- **ARBEITSAUFTRAG A**
Nenne sämtliche Wendungen, die im Zeitungsartikel über Tempo 30 in Ravensburg zwischen Anführungszeichen stehen.
- **ARBEITSAUFTRAG B**
Gib aus dem Zeitungsartikel über Tempo 30 in Ravensburg den Abschnitt wortgetreu wieder, der mit den Worten beginnt, die „Schwäbische Zeitung (Ravensburg“ enthalten, und mit „unterschiedliche Meinungen zusammengestellt.“ schließt.

Schwäbische Zeitung (Ravensburg / Weingarten)
„Tempo 30 auf das gesamte Stadtgebiet ausweiten“
Die Kontroverse zum Ravensburger Lärmaktionsplan und weiteren Geschwindigkeitsbeschränkungen hält an
RAVENSBURG (fh) - Das Thema lässt offenbar kaum jemanden kalt: Sehr kontrovers diskutiert werden weiterhin die Pläne der Stadt, Tempo 30 Tag und Nacht auf den Ravensburger Hauptverkehrsstraßen einzuführen. Mit der zweiten Stufe des Lärmaktionsplans sollen Anwohner entlastet und soll zugleich die Verkehrssicherheit erhöht werden (die „Schwäbische Zeitung“berichtete). Die Reaktionen reichen von „Danke an die Verwaltung“bis „Tempo 30 ist ein Dauerärgernis“. Die Redaktion hat noch einmal unterschiedliche Meinungen zusammengestellt.

- **AUFLISTUNG**

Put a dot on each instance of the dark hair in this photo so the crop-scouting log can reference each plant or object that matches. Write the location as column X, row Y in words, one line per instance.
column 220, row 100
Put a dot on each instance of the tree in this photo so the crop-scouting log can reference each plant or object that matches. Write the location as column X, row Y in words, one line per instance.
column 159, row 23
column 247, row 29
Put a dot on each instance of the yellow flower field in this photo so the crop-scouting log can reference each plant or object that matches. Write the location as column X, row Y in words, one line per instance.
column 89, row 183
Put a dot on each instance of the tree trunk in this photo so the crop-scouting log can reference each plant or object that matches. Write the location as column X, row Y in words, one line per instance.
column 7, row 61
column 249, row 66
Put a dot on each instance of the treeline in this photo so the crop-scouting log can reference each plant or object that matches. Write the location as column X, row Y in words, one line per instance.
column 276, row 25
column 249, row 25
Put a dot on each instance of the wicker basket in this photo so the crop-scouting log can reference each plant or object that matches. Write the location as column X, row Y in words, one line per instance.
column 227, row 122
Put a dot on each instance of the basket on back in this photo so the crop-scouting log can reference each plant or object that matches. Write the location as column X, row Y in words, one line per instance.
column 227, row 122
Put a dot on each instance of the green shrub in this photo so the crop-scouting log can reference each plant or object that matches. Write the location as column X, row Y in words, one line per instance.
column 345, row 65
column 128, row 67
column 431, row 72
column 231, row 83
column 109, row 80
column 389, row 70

- **SCHRIFTLICHE ANTWORT A**
- Tempo 30 auf das gesamte Stadtgebiet ausweiten
- Schwäbische Zeitung
- Danke an die Verwaltung
- Tempo 30 ist ein Dauerärgernis

- **SCHRIFTLICHE ANTWORT B**
Schwäbische Zeitung (Ravensburg / Weingarten)
„Tempo 30 auf das gesamte Stadtgebiet ausweiten“
Die Kontroverse zum Ravensburger Lärmaktionsplan und weiteren Geschwindigkeitsbeschränkungen hält an
RAVENSBURG (fh) - Das Thema lässt offenbar kaum jemanden kalt: Sehr kontrovers diskutiert werden weiterhin die Pläne der Stadt, Tempo 30 Tag und Nacht auf den Ravensburger Hauptverkehrsstraßen einzuführen. Mit der zweiten Stufe des Lärmaktionsplans sollen Anwohner entlastet und soll zugleich die Verkehrssicherheit erhöht werden (die „Schwäbische Zeitung“berichtete). Die Reaktionen reichen von „Danke an die Verwaltung“bis „Tempo 30 ist ein Dauerärgernis“. Die Redaktion hat noch einmal unterschiedliche Meinungen zusammengestellt.